_EXERCISE REQUIREMENTS_.
Write out the entries below once more, exactly, with the pictures left out.
====================
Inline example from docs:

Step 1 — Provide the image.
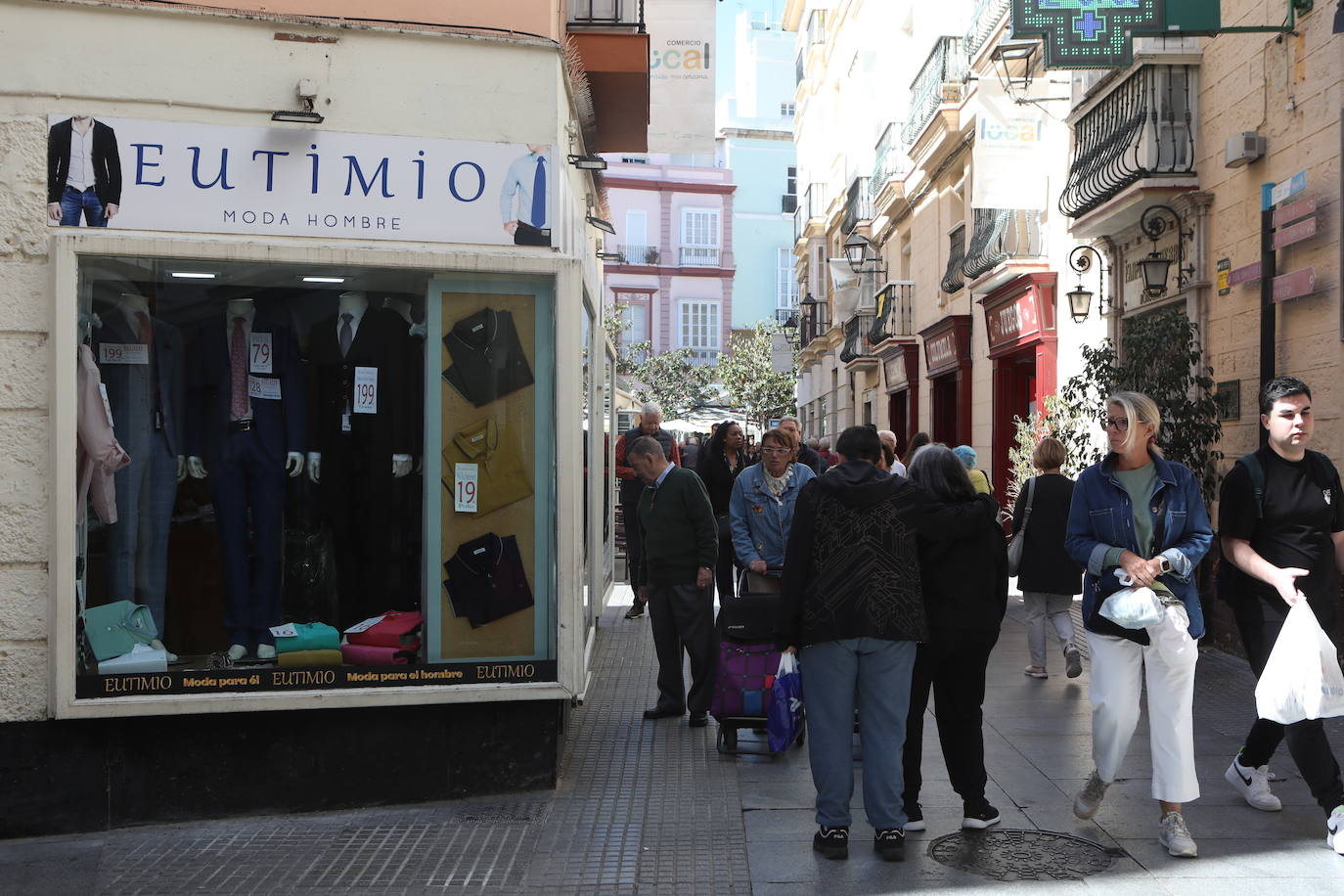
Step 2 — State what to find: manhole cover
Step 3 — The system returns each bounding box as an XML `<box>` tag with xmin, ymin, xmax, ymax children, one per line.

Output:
<box><xmin>928</xmin><ymin>829</ymin><xmax>1122</xmax><ymax>880</ymax></box>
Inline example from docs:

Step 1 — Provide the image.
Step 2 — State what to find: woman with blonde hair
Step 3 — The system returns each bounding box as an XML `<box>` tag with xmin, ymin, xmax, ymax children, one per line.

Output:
<box><xmin>1064</xmin><ymin>392</ymin><xmax>1214</xmax><ymax>857</ymax></box>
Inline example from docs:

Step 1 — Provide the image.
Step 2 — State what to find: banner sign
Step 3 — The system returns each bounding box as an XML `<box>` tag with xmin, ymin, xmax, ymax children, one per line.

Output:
<box><xmin>47</xmin><ymin>114</ymin><xmax>551</xmax><ymax>246</ymax></box>
<box><xmin>644</xmin><ymin>0</ymin><xmax>716</xmax><ymax>155</ymax></box>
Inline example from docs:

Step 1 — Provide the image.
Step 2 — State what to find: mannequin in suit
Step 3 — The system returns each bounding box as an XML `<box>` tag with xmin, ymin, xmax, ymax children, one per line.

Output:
<box><xmin>93</xmin><ymin>292</ymin><xmax>186</xmax><ymax>657</ymax></box>
<box><xmin>187</xmin><ymin>298</ymin><xmax>305</xmax><ymax>659</ymax></box>
<box><xmin>308</xmin><ymin>291</ymin><xmax>414</xmax><ymax>629</ymax></box>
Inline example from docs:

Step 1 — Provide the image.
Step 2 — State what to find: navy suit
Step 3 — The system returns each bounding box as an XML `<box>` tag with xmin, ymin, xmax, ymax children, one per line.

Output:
<box><xmin>187</xmin><ymin>313</ymin><xmax>305</xmax><ymax>647</ymax></box>
<box><xmin>93</xmin><ymin>310</ymin><xmax>186</xmax><ymax>634</ymax></box>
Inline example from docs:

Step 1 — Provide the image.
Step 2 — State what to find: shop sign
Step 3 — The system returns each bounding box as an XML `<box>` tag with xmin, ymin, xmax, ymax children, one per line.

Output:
<box><xmin>75</xmin><ymin>659</ymin><xmax>557</xmax><ymax>699</ymax></box>
<box><xmin>47</xmin><ymin>114</ymin><xmax>551</xmax><ymax>246</ymax></box>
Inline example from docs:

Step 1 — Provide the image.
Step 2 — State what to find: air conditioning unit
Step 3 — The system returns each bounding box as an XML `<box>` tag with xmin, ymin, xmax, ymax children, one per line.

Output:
<box><xmin>1223</xmin><ymin>130</ymin><xmax>1268</xmax><ymax>168</ymax></box>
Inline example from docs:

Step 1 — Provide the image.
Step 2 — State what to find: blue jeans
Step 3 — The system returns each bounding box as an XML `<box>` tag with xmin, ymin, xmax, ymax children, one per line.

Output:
<box><xmin>61</xmin><ymin>187</ymin><xmax>108</xmax><ymax>227</ymax></box>
<box><xmin>798</xmin><ymin>638</ymin><xmax>916</xmax><ymax>830</ymax></box>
====================
_SOLUTION TO THIS TASK_.
Inline example from docs:

Step 1 — Provide the image.
Step 2 — State what to find: manhole cover
Step 3 — The system returns each bounding box as an XML `<box>` tag with xmin, ymin, xmax, ymax children, one per line.

Output:
<box><xmin>928</xmin><ymin>829</ymin><xmax>1122</xmax><ymax>880</ymax></box>
Inline example from docs:

Step 1 — Provide the image.
Step 2 — State what to find: woman with blonde hair
Step 3 — The system returns each bounding box as an XML `<box>` tag with xmin, ymin, xmax, ymax children, one per line.

Output:
<box><xmin>1064</xmin><ymin>392</ymin><xmax>1214</xmax><ymax>857</ymax></box>
Inline example from docs:

Step 1 — Provide the image.
Step 2 — State what to find: banner sign
Step 3 — The system returns each bounding box as an XML `<box>` tag with xmin, ymin, xmax, ymax children, one per line.

Output:
<box><xmin>47</xmin><ymin>114</ymin><xmax>551</xmax><ymax>246</ymax></box>
<box><xmin>644</xmin><ymin>0</ymin><xmax>716</xmax><ymax>155</ymax></box>
Inline example from docs:

Step 1 — Provide the image.
Step 2 — State what to find: mannequin in suit
Step 3 — The system returns each bounding box as an XML `<box>` tag with xmin, ymin, xmax, ymax children, one per line.

Output:
<box><xmin>93</xmin><ymin>292</ymin><xmax>186</xmax><ymax>657</ymax></box>
<box><xmin>187</xmin><ymin>298</ymin><xmax>305</xmax><ymax>659</ymax></box>
<box><xmin>308</xmin><ymin>291</ymin><xmax>414</xmax><ymax>629</ymax></box>
Inline example from docs:

Step 1 — Provide the image.
Step 2 — State what to find: navy suit
Step 3 — The system returns each bounding box as an XML `<box>` tag with xmin, ymin, xmax, ymax children, one per line.

Output:
<box><xmin>187</xmin><ymin>313</ymin><xmax>305</xmax><ymax>647</ymax></box>
<box><xmin>93</xmin><ymin>310</ymin><xmax>186</xmax><ymax>634</ymax></box>
Inline example from docs:

Step 1 — Provide the image.
Step 2 — State what to find: shop sign
Step 3 — The system returns each bounding box as an XML `<box>` tag with xmin, ymin, xmax, ymax children, one per line.

Output:
<box><xmin>75</xmin><ymin>659</ymin><xmax>557</xmax><ymax>699</ymax></box>
<box><xmin>47</xmin><ymin>114</ymin><xmax>551</xmax><ymax>246</ymax></box>
Inline example from docs:

Step 1 — Provide the image.
Step 2 — State what to find: air conditioning unit
Step 3 — The system returns each bounding box as an XML `<box>` tag with xmin, ymin, xmax, ymax children, one per line.

Output:
<box><xmin>1223</xmin><ymin>130</ymin><xmax>1268</xmax><ymax>168</ymax></box>
Inline example from docs:

Step 1 — Provide the image.
Step 2 — State what to find: blue jeans
Step 3 — The system returns each bounding box as an XML `<box>` tag with xmin, ymin, xmax, ymax children, one per line.

Output:
<box><xmin>61</xmin><ymin>187</ymin><xmax>108</xmax><ymax>227</ymax></box>
<box><xmin>798</xmin><ymin>638</ymin><xmax>916</xmax><ymax>830</ymax></box>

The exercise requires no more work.